Pointing and labeling entries
+ + + +
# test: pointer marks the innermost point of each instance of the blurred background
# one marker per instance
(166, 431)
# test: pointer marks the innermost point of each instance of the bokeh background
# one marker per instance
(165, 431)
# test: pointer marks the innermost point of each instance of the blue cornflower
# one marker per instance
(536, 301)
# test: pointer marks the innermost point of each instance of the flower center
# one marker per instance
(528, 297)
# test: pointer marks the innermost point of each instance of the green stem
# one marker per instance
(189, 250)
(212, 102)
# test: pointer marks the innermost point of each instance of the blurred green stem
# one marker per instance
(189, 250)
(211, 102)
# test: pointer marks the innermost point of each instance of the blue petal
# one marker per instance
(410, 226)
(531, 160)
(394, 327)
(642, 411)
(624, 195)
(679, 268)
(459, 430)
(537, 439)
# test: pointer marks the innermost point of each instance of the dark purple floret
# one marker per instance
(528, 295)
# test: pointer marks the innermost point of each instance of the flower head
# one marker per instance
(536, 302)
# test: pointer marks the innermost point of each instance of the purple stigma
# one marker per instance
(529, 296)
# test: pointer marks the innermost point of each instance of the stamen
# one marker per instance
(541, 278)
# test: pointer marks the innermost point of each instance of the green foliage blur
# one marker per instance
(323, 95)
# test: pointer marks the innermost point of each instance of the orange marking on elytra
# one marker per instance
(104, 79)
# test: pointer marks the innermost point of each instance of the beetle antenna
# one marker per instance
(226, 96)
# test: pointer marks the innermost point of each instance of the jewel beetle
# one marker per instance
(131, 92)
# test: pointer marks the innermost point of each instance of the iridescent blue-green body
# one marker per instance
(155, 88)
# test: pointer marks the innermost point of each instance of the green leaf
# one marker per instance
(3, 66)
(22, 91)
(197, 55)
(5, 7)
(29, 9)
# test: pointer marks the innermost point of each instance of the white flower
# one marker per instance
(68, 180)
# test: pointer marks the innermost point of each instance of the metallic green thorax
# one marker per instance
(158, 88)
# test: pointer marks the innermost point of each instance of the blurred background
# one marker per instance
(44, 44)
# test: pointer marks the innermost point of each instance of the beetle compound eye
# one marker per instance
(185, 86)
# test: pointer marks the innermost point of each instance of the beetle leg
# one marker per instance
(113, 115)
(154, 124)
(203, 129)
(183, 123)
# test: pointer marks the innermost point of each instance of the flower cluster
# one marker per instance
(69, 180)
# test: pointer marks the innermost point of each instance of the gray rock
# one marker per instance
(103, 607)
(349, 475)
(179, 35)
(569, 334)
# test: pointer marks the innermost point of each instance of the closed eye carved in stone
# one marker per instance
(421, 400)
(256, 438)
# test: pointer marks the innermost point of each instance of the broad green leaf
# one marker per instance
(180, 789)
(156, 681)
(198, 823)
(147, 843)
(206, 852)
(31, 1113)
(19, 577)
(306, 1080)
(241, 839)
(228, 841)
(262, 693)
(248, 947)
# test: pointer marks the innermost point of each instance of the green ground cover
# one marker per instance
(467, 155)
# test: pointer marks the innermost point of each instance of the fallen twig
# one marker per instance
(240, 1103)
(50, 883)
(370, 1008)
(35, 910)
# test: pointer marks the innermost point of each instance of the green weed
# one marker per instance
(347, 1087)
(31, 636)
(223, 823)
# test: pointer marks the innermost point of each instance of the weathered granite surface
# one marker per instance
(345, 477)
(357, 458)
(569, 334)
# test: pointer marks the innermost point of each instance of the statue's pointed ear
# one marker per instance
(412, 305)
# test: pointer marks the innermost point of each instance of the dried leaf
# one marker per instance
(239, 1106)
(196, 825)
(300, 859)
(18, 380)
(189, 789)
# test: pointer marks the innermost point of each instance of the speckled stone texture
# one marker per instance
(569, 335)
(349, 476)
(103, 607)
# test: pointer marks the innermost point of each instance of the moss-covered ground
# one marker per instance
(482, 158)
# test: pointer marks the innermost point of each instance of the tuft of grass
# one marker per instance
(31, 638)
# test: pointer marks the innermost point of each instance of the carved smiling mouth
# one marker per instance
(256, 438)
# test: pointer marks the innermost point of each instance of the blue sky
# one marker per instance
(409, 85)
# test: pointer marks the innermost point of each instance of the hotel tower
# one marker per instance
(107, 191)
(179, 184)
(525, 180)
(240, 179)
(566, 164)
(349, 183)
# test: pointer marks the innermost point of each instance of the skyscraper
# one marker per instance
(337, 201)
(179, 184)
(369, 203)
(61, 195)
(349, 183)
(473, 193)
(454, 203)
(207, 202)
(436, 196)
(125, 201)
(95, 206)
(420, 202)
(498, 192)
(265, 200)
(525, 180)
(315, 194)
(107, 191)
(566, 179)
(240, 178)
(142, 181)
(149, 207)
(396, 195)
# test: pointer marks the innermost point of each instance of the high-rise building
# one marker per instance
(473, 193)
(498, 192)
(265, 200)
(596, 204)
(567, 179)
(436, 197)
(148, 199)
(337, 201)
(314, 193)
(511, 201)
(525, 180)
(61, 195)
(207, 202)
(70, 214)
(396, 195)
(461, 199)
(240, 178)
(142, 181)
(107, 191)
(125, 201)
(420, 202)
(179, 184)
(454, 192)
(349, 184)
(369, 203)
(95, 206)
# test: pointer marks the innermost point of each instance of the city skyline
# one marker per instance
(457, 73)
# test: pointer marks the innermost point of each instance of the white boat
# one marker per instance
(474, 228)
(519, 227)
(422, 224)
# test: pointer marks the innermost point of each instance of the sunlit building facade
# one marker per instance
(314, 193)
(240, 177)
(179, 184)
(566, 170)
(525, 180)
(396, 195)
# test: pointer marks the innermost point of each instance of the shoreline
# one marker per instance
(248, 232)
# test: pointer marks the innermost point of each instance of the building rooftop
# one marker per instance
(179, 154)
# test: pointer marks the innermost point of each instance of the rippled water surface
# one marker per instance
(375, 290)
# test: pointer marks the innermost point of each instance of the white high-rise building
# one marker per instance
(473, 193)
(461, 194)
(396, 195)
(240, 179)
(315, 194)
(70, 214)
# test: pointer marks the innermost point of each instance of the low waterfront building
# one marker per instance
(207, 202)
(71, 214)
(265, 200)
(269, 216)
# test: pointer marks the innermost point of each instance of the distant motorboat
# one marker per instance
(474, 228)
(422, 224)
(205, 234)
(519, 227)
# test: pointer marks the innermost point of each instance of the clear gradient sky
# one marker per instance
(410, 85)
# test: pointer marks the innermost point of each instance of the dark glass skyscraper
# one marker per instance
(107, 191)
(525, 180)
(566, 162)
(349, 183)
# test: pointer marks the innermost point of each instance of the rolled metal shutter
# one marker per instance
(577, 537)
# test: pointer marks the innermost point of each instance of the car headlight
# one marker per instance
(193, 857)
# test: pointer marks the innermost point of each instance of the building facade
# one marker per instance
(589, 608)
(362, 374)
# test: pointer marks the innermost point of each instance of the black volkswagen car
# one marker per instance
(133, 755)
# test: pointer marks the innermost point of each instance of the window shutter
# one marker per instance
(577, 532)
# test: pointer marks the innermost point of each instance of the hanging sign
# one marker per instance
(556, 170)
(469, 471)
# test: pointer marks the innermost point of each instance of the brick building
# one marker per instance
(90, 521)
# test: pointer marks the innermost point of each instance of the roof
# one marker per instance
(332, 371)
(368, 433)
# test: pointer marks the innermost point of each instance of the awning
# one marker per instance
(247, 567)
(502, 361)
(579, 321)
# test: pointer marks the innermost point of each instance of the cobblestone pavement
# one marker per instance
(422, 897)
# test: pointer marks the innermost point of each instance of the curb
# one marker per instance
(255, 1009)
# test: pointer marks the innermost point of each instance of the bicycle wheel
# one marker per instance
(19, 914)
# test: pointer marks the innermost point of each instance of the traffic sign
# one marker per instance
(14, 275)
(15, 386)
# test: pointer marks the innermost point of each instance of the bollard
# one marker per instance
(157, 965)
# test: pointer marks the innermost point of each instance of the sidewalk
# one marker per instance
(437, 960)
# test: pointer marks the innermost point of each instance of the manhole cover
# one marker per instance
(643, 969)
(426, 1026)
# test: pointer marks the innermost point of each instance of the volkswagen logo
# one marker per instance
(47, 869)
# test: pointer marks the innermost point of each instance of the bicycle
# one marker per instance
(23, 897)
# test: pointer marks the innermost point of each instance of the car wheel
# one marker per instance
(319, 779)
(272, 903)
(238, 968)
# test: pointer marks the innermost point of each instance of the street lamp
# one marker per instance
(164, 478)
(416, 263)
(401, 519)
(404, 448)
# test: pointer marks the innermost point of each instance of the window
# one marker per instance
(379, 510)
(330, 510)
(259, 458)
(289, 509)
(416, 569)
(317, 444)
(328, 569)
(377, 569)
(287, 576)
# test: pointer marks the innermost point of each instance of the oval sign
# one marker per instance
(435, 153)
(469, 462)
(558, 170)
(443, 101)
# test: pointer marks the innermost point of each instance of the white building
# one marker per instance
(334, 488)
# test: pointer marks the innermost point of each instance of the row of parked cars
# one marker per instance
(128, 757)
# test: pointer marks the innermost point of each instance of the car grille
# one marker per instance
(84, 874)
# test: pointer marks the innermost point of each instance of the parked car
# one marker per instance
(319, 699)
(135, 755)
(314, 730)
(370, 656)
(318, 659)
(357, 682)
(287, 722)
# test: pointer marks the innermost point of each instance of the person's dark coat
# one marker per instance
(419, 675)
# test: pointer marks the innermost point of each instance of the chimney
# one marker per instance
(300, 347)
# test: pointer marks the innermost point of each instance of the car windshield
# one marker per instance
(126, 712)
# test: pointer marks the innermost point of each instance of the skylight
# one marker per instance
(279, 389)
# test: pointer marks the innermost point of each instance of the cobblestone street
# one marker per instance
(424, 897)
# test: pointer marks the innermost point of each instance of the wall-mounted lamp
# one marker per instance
+ + + +
Set task: Find the line that contains "of the chimney" in the listing above. Retype it and every line after it up to the last, exactly, and nothing else.

Exercise result:
# test: pointer marks the innermost point of each instance of the chimney
# one marker per instance
(300, 347)
# test: pointer marks the innermost point of each instance of the car windshield
# one marker per instance
(126, 712)
# test: pointer marks the innermost point of each instance of the skylight
# one marker per instance
(279, 389)
# test: pointer marks the innermost point of each instance of the cobblestone street
# one marker per instance
(424, 897)
# test: pointer marks the innermost point of each instance of the wall-mounted lamp
# one marker per instance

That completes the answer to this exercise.